** start Records for processing **

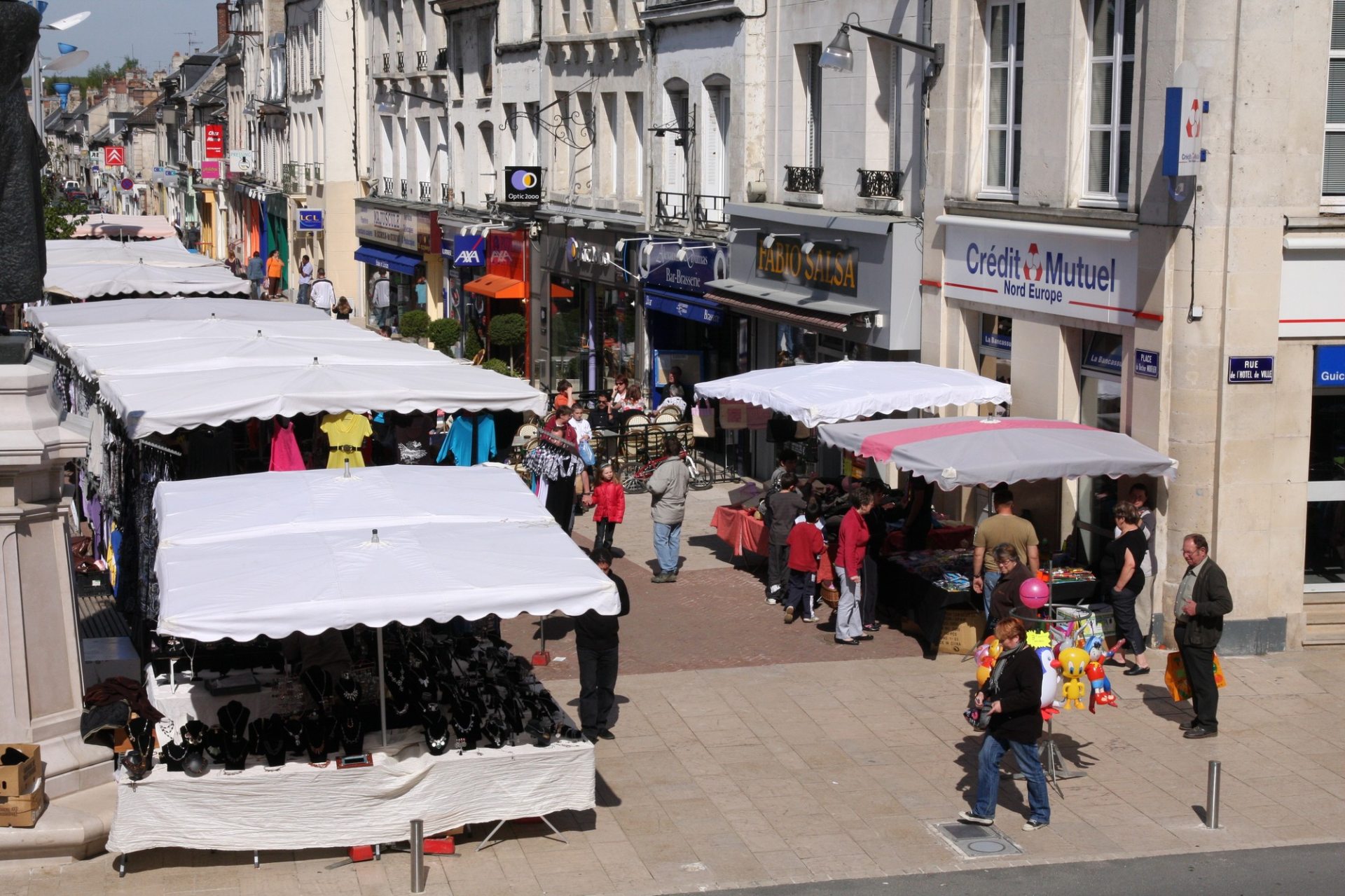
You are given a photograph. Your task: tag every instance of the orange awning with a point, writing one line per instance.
(497, 287)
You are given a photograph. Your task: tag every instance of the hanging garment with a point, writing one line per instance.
(346, 434)
(284, 447)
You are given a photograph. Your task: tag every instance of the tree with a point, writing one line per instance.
(444, 334)
(509, 331)
(62, 216)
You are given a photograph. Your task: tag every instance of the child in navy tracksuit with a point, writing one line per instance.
(806, 546)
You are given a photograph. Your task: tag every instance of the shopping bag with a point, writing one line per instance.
(703, 422)
(733, 415)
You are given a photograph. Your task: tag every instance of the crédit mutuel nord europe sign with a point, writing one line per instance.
(1070, 270)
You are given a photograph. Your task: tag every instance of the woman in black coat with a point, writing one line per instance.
(1013, 696)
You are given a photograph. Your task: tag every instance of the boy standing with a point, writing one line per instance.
(806, 546)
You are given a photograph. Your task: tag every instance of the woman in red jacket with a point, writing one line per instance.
(850, 551)
(608, 506)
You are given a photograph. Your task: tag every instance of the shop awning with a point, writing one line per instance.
(298, 552)
(794, 308)
(985, 451)
(387, 260)
(497, 287)
(689, 307)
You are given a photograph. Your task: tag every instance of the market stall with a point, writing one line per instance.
(294, 555)
(988, 451)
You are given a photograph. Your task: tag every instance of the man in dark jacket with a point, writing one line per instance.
(1013, 693)
(1203, 600)
(596, 645)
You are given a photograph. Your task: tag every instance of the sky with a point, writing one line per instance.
(151, 30)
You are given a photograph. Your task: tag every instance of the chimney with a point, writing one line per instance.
(221, 23)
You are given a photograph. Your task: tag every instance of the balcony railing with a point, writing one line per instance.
(798, 179)
(880, 185)
(672, 206)
(712, 212)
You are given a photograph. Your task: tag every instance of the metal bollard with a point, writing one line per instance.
(1212, 795)
(418, 856)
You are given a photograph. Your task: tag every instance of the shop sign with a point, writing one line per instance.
(829, 267)
(658, 266)
(1330, 368)
(470, 251)
(506, 254)
(214, 142)
(522, 185)
(1058, 270)
(241, 162)
(403, 229)
(1260, 369)
(1146, 364)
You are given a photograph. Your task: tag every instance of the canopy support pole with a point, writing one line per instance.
(382, 692)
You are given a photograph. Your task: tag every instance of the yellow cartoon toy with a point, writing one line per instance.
(1072, 662)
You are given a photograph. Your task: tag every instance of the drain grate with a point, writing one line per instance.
(975, 841)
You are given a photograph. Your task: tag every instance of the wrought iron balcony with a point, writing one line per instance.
(799, 179)
(880, 185)
(672, 206)
(712, 212)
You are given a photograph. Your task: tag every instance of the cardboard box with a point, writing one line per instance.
(18, 779)
(960, 631)
(23, 811)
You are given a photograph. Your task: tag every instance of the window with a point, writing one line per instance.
(1111, 77)
(1005, 23)
(1333, 155)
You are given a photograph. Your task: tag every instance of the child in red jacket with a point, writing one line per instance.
(806, 546)
(608, 506)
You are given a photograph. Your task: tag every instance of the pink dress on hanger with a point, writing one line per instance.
(284, 447)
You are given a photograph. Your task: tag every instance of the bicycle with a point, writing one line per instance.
(637, 479)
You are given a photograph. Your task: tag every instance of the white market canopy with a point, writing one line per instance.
(125, 228)
(985, 451)
(163, 310)
(849, 389)
(282, 552)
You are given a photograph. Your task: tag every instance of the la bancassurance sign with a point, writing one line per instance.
(1075, 272)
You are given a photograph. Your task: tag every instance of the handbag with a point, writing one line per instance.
(703, 422)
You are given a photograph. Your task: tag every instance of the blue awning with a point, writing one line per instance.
(387, 260)
(680, 305)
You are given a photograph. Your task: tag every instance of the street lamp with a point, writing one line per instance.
(839, 57)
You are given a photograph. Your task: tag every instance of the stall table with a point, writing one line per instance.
(303, 806)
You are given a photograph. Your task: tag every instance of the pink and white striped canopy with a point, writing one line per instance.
(985, 451)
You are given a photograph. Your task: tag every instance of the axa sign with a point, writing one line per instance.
(1077, 272)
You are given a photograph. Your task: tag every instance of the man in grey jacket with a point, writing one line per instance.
(669, 485)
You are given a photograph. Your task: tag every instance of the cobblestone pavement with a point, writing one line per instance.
(750, 752)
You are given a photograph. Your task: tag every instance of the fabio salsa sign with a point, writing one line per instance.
(830, 267)
(1070, 270)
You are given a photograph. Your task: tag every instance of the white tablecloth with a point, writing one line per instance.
(302, 806)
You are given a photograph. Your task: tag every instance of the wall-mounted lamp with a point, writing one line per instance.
(771, 237)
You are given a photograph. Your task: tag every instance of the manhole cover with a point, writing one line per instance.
(975, 841)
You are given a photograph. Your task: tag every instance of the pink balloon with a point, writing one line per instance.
(1035, 593)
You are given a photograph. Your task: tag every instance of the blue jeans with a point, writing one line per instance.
(668, 545)
(988, 779)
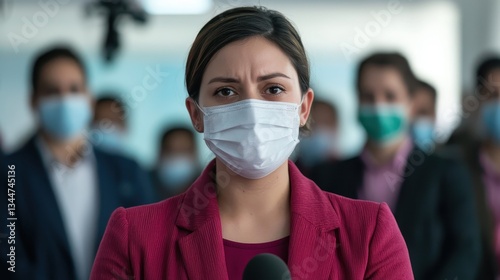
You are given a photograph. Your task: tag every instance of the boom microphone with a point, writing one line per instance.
(266, 267)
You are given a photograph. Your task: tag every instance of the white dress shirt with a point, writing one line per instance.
(76, 192)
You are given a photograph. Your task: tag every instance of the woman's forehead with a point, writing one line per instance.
(255, 56)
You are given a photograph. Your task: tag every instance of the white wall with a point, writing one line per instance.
(427, 32)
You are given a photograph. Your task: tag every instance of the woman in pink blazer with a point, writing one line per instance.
(247, 76)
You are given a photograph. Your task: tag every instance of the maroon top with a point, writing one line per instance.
(239, 254)
(331, 237)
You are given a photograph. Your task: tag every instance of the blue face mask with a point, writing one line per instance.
(422, 131)
(490, 116)
(111, 141)
(176, 172)
(317, 147)
(65, 117)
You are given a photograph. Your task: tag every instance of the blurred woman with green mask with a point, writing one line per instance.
(430, 196)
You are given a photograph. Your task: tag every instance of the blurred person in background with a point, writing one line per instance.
(321, 143)
(178, 165)
(66, 189)
(478, 143)
(109, 123)
(430, 196)
(424, 115)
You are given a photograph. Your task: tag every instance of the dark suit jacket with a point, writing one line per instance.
(435, 212)
(42, 248)
(462, 145)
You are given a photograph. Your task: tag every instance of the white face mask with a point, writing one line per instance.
(252, 137)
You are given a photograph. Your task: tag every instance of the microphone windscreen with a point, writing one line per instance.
(266, 267)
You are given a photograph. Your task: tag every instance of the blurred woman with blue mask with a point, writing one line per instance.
(178, 164)
(424, 116)
(477, 142)
(429, 195)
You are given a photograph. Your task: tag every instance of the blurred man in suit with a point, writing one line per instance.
(478, 143)
(422, 126)
(178, 165)
(322, 142)
(66, 189)
(430, 196)
(109, 123)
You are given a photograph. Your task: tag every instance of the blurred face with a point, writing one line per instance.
(61, 101)
(383, 85)
(179, 144)
(109, 112)
(384, 105)
(323, 117)
(58, 78)
(253, 68)
(490, 91)
(424, 105)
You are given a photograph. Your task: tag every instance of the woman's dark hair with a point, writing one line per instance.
(392, 60)
(50, 55)
(237, 24)
(485, 67)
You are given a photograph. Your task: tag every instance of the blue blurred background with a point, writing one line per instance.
(442, 39)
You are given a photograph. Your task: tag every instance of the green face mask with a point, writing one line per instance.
(383, 123)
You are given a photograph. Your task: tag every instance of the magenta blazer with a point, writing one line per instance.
(331, 237)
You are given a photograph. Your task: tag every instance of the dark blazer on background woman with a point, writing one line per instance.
(435, 211)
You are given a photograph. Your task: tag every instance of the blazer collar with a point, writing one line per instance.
(312, 238)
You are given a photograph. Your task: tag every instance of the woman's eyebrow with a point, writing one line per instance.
(224, 80)
(259, 79)
(272, 75)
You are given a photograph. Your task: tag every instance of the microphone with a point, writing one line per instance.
(266, 267)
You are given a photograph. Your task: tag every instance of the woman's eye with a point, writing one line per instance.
(275, 90)
(225, 92)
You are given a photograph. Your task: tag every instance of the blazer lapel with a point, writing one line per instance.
(312, 234)
(108, 199)
(202, 248)
(40, 188)
(410, 191)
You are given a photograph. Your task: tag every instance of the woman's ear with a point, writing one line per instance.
(305, 108)
(195, 114)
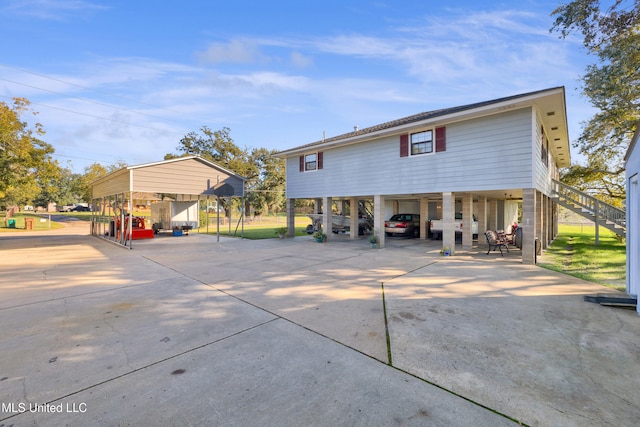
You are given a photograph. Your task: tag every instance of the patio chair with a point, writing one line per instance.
(495, 242)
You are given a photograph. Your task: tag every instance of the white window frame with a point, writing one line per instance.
(307, 163)
(412, 143)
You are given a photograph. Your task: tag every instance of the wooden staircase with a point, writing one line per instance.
(601, 213)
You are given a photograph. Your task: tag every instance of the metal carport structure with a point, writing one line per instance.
(190, 178)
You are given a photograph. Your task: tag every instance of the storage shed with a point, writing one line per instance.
(185, 179)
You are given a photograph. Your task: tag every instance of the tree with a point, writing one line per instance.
(267, 191)
(264, 172)
(25, 160)
(612, 85)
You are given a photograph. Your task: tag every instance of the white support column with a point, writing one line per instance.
(467, 221)
(327, 216)
(448, 218)
(378, 219)
(482, 217)
(353, 219)
(424, 213)
(291, 218)
(493, 214)
(528, 225)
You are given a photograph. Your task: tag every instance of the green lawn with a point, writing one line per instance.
(264, 229)
(39, 223)
(574, 252)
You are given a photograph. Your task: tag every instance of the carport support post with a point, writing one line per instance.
(528, 225)
(493, 214)
(467, 221)
(291, 217)
(424, 213)
(327, 214)
(482, 217)
(448, 218)
(378, 219)
(354, 214)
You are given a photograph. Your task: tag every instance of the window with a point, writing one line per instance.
(422, 142)
(545, 148)
(310, 162)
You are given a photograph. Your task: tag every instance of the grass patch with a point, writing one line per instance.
(20, 223)
(266, 228)
(575, 253)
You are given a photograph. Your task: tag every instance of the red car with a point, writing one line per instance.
(405, 224)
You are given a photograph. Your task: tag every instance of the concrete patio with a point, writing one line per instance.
(190, 331)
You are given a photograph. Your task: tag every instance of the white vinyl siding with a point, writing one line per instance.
(544, 171)
(489, 153)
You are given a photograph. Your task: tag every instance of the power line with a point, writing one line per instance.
(90, 115)
(85, 87)
(81, 99)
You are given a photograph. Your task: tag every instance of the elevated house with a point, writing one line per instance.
(479, 159)
(632, 166)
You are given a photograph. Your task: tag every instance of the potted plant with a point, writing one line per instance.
(320, 236)
(446, 251)
(281, 232)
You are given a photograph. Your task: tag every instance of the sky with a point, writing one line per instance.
(123, 81)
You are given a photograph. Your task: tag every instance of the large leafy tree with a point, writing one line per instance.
(612, 85)
(25, 160)
(267, 191)
(264, 172)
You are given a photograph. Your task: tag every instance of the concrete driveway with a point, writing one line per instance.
(190, 331)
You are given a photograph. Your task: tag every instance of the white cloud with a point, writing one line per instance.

** end Records for processing **

> Stated task:
Retype nothing except the lines from the line holding "of the potted" through the last line of the entries, both included.

> Answer to the task:
You are given a photograph. Your task: tag every instance of the potted plant with a point, writing one line per instance.
(320, 236)
(446, 251)
(281, 232)
You are given a photograph. Your task: tag every instance of the sky with a point, writing one line per instance.
(123, 81)
You are given a photograph. Your task: tag every instance of the large leafy tree with a point, writing one line per instance.
(612, 85)
(25, 160)
(267, 191)
(264, 172)
You are given a photograph. Your task: tag every instance of the concrete driveway with a point, writing one line per instance.
(190, 331)
You are given a photograph. Your task: tag every instance of the white cloud with a point, writing one line per instance.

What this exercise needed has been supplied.